● **PROMPT A**:
Below, in the listing, which lines run from the one containing "284, row 86." through the one containing "column 243, row 101"? Repeat them unchanged, both end lines included.

● **SELECTED EXTRACT**:

▼▼▼

Sunday, September 30, 2007
The Bill Gates Fan Club
It’s amazing how council’s ‘media relations department’ never seem starved of cash. They may be cutting back on courses for teachers, repairs for computers or support for schools, but there is always money there for spin. Knowsley is no different, it spends thousands on a full colour monthly tabloid, ‘Knowsley Challenge’, that tells everyone what a fantastic job the council and councillors are doing. Strange though, the turnout in local elections struggles to reach 20%.
Knowsley teachers have got inured to the roller coaster ride that is education. In 1998 Knowsley GCSE results were amongst the worst in the country, only 23% of students got 5 A – C passes. Steve Munby was parachuted in as Chief Education Officer and by 2005 the pass rate (through judicious use of GNVQs) had shot up to 43%, the Knowsley ‘miracle’ was hailed and some grudging praise filtered down to teachers.
That same year Munby departed to become the chief executive of the National College for School Leadership (NCSL). A few months after he left the government reconfigured the GCSE tables to include passes at English and Maths, Knowsley plummeted to the bottom of the local authority table, behind even the DfES’s favourite whipping-boy Kingston upon Hull.

▲▲▲

● **PROMPT B**:
Do these statements agree with the post on Knowsley education above? Answer yes or no to each, quoting the deciding words exactly. (i) In 1998, only 23% of Knowsley students got 5 A–C passes. (ii) Knowsley's monthly tabloid is printed in black and white. (iii) Munby left to become chief executive of the NCSL.

● **GIVEN INFORMATION**:

▼▼▼

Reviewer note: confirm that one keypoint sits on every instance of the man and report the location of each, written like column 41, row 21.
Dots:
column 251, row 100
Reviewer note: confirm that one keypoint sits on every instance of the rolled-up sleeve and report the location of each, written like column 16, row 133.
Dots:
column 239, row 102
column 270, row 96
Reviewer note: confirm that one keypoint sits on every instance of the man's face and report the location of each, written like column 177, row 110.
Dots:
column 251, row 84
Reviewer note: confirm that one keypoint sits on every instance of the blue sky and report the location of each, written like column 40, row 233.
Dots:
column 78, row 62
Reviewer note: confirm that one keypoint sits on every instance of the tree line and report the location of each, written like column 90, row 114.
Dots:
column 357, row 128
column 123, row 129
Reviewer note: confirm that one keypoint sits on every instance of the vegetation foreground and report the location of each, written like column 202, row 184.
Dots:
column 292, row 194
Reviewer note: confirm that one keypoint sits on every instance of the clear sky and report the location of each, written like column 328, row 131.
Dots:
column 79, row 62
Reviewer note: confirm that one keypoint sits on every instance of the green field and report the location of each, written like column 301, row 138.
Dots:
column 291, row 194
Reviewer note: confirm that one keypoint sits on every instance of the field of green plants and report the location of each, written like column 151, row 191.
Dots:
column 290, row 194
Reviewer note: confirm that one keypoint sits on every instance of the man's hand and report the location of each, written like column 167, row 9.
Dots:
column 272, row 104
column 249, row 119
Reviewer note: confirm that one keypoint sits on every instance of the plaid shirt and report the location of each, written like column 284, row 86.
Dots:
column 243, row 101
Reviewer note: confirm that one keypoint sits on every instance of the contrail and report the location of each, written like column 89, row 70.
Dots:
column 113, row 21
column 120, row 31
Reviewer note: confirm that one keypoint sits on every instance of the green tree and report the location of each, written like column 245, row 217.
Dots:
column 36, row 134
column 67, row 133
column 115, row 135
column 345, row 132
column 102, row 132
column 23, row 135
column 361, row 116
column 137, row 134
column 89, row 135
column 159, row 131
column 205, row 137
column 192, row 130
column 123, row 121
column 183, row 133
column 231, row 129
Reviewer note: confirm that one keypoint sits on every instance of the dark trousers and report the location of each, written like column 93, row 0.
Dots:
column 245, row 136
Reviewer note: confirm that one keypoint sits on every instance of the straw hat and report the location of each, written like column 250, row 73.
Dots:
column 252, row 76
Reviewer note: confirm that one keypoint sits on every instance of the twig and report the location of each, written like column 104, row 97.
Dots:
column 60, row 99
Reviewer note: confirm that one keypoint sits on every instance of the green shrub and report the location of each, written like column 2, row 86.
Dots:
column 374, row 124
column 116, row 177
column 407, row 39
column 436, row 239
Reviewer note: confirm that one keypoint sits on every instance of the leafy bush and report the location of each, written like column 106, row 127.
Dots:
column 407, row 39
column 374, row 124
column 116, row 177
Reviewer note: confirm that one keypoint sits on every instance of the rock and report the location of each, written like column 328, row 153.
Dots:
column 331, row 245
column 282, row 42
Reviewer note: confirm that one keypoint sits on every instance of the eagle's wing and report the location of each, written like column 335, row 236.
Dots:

▲▲▲

● **TASK ANSWER A**:
Reviewer note: confirm that one keypoint sits on every instance of the plaid shirt and report the location of each, written like column 284, row 86.
Dots:
column 243, row 101

● **TASK ANSWER B**:
(i) Yes: "only 23% of students got 5 A – C passes"
(ii) No: "a full colour monthly tabloid"
(iii) Yes: "Munby departed to become the chief executive of the National College for School Leadership (NCSL)"